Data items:
________

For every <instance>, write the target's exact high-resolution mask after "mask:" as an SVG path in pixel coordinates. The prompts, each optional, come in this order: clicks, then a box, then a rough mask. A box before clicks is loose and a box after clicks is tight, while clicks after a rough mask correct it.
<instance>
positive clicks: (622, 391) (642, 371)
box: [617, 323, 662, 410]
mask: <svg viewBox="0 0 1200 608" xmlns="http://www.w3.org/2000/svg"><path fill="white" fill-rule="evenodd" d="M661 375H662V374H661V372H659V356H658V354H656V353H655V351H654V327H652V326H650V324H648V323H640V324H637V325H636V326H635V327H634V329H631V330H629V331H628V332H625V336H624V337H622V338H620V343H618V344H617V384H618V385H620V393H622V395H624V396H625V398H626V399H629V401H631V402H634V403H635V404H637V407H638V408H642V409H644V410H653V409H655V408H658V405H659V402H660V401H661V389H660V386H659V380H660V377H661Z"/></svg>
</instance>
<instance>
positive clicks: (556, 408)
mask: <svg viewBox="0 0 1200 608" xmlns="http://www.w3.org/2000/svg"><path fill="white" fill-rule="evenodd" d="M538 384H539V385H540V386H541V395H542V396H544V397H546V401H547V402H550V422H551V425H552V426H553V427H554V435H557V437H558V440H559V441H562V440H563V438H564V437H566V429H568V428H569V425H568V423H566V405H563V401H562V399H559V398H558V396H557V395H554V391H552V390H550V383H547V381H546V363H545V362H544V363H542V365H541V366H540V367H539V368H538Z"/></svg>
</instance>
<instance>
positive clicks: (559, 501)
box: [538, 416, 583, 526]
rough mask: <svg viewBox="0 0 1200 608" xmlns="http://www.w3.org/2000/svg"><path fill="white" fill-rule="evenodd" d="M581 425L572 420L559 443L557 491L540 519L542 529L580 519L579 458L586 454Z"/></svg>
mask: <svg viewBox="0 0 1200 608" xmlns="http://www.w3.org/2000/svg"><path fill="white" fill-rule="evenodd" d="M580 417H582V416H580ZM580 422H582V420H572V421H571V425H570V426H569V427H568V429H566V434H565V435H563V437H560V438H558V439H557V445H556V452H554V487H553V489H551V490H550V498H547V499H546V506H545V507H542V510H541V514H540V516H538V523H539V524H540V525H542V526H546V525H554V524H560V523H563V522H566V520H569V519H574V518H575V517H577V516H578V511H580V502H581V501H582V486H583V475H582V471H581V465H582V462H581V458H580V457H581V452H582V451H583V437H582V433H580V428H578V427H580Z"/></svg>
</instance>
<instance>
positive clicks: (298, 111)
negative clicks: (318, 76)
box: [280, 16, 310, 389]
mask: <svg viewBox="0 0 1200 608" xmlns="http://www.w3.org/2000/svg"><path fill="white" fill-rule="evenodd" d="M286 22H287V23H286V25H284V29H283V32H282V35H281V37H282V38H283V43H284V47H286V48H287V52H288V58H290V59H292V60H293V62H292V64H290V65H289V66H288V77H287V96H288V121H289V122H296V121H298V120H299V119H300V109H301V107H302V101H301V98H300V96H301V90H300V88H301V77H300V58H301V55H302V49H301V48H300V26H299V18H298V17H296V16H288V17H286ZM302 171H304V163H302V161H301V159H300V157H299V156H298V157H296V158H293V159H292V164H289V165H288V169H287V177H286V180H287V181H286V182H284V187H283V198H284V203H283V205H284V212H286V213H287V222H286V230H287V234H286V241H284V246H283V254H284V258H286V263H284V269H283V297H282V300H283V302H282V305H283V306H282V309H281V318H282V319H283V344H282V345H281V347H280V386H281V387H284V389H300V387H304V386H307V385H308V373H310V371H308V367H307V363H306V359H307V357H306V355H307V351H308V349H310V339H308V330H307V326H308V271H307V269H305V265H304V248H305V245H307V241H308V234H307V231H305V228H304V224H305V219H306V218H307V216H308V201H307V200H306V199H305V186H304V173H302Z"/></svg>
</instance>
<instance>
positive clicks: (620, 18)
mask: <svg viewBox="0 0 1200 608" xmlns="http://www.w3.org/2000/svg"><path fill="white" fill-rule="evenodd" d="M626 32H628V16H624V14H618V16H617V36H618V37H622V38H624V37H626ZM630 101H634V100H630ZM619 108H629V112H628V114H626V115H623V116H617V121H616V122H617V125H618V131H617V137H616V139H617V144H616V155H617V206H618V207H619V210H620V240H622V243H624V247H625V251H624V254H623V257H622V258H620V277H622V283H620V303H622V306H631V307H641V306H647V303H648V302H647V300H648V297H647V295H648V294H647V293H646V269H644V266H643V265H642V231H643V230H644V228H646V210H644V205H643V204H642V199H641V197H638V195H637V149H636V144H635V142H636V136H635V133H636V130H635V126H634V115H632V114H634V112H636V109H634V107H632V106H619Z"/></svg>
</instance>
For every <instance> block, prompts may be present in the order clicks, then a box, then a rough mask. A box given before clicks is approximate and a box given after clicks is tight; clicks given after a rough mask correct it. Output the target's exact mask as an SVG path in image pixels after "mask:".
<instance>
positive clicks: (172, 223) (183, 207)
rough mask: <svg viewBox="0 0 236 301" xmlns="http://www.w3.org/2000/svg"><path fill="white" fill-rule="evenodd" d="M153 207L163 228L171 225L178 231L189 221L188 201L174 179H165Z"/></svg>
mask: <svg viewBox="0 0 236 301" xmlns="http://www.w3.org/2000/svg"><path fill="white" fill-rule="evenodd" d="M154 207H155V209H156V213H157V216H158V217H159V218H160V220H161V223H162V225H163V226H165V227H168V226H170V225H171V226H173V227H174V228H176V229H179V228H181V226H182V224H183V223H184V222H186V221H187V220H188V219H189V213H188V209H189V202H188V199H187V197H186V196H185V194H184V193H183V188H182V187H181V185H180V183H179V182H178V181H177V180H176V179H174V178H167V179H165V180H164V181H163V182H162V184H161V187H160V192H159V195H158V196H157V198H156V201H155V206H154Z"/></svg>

________

◆ Your objective
Retype the data precisely.

◆ Written reply
For every <instance>, write the target's exact high-resolution mask after "mask:" as an SVG path in pixel coordinates. The prompts, each optional, come in this order: clicks, then a box, then a rough mask. A box before clicks is loose and a box after clicks is tight, while clicks after a rough mask correct it.
<instance>
positive clicks: (622, 391) (642, 371)
box: [617, 323, 662, 410]
mask: <svg viewBox="0 0 1200 608" xmlns="http://www.w3.org/2000/svg"><path fill="white" fill-rule="evenodd" d="M661 375H662V374H661V372H659V356H658V354H656V353H655V351H654V327H652V326H650V324H648V323H640V324H637V325H636V326H635V327H634V329H631V330H629V331H628V332H625V336H624V337H622V338H620V343H618V344H617V384H618V385H620V393H622V395H624V396H625V398H626V399H629V401H631V402H634V403H635V404H637V407H638V408H642V409H644V410H653V409H655V408H658V405H659V402H660V401H661V389H660V386H659V380H660V377H661Z"/></svg>
</instance>
<instance>
positive clicks: (556, 408)
mask: <svg viewBox="0 0 1200 608" xmlns="http://www.w3.org/2000/svg"><path fill="white" fill-rule="evenodd" d="M538 384H539V385H540V386H541V395H542V396H544V397H546V401H547V402H550V422H551V425H552V426H553V427H554V435H557V437H558V440H559V441H562V440H563V438H564V437H566V429H568V428H569V425H568V423H566V405H563V401H562V399H559V398H558V396H557V395H554V391H552V390H550V383H547V381H546V363H545V362H544V363H542V365H541V366H540V367H539V368H538Z"/></svg>
</instance>
<instance>
positive clicks: (559, 501)
box: [538, 416, 583, 526]
rough mask: <svg viewBox="0 0 1200 608" xmlns="http://www.w3.org/2000/svg"><path fill="white" fill-rule="evenodd" d="M581 425L572 420L559 443L557 491L540 519L542 529L580 519L579 458L586 454Z"/></svg>
mask: <svg viewBox="0 0 1200 608" xmlns="http://www.w3.org/2000/svg"><path fill="white" fill-rule="evenodd" d="M580 417H582V416H580ZM580 422H582V420H572V421H571V425H570V426H569V427H568V429H566V434H565V435H563V437H560V438H558V439H557V445H556V452H554V487H553V489H551V490H550V498H547V499H546V506H545V507H542V510H541V514H540V516H538V523H539V524H540V525H542V526H546V525H554V524H560V523H563V522H566V520H569V519H574V518H575V517H577V516H578V511H580V502H581V501H582V486H583V475H582V471H581V465H582V462H581V458H580V457H581V452H582V451H583V437H582V433H580V428H578V427H580Z"/></svg>
</instance>
<instance>
positive clicks: (298, 111)
negative clicks: (318, 76)
box: [280, 16, 310, 389]
mask: <svg viewBox="0 0 1200 608" xmlns="http://www.w3.org/2000/svg"><path fill="white" fill-rule="evenodd" d="M286 22H287V23H286V25H284V29H283V32H282V35H281V37H282V38H283V43H284V47H286V48H287V52H288V58H290V59H292V60H293V62H292V64H290V65H289V66H288V77H287V96H288V121H289V122H296V121H298V120H299V119H300V109H301V107H302V101H301V98H300V96H301V90H300V88H301V77H300V58H301V55H302V49H301V48H300V26H299V18H298V17H296V16H288V17H286ZM302 171H304V163H302V161H301V159H300V157H299V156H298V157H296V158H293V159H292V164H289V165H288V169H287V177H286V180H287V181H286V182H284V187H283V198H284V203H283V205H284V212H286V213H287V222H286V230H287V234H286V241H284V246H283V254H284V258H286V263H284V269H283V297H282V300H283V302H282V305H283V306H282V309H281V318H282V319H283V344H282V345H281V347H280V386H281V387H284V389H300V387H304V386H307V385H308V373H310V371H308V367H307V363H306V359H307V357H306V355H307V351H308V349H310V339H308V330H307V326H308V271H307V269H305V265H304V248H305V245H307V241H308V234H307V231H305V228H304V224H305V219H306V218H307V216H308V201H307V200H306V199H305V186H304V173H302Z"/></svg>
</instance>
<instance>
positive clicks: (620, 18)
mask: <svg viewBox="0 0 1200 608" xmlns="http://www.w3.org/2000/svg"><path fill="white" fill-rule="evenodd" d="M626 32H628V16H624V14H618V16H617V36H618V37H622V38H624V37H626ZM630 101H634V100H630ZM619 108H629V112H628V114H626V115H623V116H617V121H616V122H617V125H618V131H617V137H616V139H617V144H616V155H617V206H618V207H619V210H620V240H622V243H624V247H625V251H624V254H623V257H622V258H620V277H622V283H620V303H622V306H631V307H641V306H647V303H648V302H647V300H648V297H647V295H648V294H647V293H646V269H644V266H643V265H642V231H643V230H644V228H646V210H644V205H643V204H642V199H641V197H638V195H637V149H636V144H635V142H636V136H635V133H636V130H635V126H634V115H632V114H634V112H636V109H634V107H632V106H619Z"/></svg>
</instance>
For every <instance> block, prompts may be present in the order clicks, then a box, then a rough mask. A box given before clicks is approximate and a box given after clicks is tight; clicks given after a rough mask correct it. Output the target's exact mask as an SVG path in image pixels after "mask:".
<instance>
positive clicks: (172, 223) (183, 207)
rough mask: <svg viewBox="0 0 236 301" xmlns="http://www.w3.org/2000/svg"><path fill="white" fill-rule="evenodd" d="M153 207L163 228L171 225L178 231L189 221L188 201L174 179H165Z"/></svg>
mask: <svg viewBox="0 0 236 301" xmlns="http://www.w3.org/2000/svg"><path fill="white" fill-rule="evenodd" d="M154 207H155V209H156V213H157V216H158V217H159V218H160V220H161V223H162V225H163V226H165V227H168V226H170V225H171V226H173V227H174V228H176V229H179V228H181V226H182V224H183V223H184V222H186V221H187V220H188V219H189V213H188V209H189V202H188V199H187V197H186V196H185V194H184V193H183V188H182V187H181V185H180V183H179V182H178V181H177V180H176V179H174V178H167V179H165V180H164V181H163V182H162V184H161V187H160V192H159V195H158V196H157V198H156V201H155V206H154Z"/></svg>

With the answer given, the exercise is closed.